A line below contains "Target: man's dark jacket", and a later one contains "Target: street lamp post". Repeat both, with every line between them, exactly.

(Dataset items)
• • • •
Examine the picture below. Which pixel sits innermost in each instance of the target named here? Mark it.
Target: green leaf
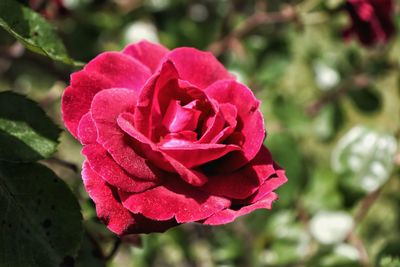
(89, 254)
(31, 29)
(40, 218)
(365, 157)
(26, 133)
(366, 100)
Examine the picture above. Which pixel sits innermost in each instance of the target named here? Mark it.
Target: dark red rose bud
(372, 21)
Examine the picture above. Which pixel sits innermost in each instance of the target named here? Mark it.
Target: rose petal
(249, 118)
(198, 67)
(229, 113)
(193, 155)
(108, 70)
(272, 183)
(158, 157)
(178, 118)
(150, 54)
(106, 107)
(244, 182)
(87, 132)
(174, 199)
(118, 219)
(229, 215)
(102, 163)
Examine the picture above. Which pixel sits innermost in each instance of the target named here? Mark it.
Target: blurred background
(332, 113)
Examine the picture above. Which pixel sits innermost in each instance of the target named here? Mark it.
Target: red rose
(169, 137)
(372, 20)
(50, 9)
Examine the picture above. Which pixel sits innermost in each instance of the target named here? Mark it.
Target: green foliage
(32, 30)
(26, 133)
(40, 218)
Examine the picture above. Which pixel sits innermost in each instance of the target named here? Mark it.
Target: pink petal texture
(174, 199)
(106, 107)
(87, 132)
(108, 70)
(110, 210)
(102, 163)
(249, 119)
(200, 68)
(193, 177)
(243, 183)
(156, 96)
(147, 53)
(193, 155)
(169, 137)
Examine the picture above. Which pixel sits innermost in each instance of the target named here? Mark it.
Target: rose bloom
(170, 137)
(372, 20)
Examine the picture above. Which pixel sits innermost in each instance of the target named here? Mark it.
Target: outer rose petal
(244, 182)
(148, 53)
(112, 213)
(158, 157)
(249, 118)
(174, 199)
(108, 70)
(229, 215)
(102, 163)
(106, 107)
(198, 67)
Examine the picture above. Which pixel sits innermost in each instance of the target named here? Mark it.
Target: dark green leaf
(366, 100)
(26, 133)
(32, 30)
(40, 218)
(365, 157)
• • • •
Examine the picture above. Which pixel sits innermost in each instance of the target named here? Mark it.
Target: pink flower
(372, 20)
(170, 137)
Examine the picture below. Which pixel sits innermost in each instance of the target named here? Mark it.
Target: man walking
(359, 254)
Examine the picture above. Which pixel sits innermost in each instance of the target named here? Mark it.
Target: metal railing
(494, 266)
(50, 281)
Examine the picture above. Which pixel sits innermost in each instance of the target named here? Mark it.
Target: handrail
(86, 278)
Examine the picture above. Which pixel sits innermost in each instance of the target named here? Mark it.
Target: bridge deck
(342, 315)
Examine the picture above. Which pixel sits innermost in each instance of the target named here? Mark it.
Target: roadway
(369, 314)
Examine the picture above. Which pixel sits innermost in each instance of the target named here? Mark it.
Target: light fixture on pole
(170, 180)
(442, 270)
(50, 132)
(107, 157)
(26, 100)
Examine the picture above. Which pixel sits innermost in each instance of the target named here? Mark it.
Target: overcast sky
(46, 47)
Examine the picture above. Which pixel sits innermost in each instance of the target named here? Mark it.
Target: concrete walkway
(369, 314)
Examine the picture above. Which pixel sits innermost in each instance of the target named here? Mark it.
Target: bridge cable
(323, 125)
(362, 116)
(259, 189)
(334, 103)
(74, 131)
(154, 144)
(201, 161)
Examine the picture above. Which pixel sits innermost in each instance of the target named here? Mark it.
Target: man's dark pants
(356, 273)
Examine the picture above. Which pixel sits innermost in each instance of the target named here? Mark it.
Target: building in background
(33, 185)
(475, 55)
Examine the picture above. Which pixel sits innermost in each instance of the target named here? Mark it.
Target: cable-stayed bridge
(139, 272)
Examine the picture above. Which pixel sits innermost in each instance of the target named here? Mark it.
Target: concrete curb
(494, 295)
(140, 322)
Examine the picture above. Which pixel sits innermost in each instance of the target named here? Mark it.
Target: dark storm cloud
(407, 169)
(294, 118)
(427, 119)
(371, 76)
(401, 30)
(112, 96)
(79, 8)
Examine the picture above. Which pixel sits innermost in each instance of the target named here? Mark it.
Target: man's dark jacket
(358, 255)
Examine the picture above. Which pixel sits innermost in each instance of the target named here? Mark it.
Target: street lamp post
• • • •
Answer box
Target: man's dark jacket
(358, 255)
Examine the picture above. Which pixel sits innermost in each instance of the target named here? Mark it.
Target: street lamp post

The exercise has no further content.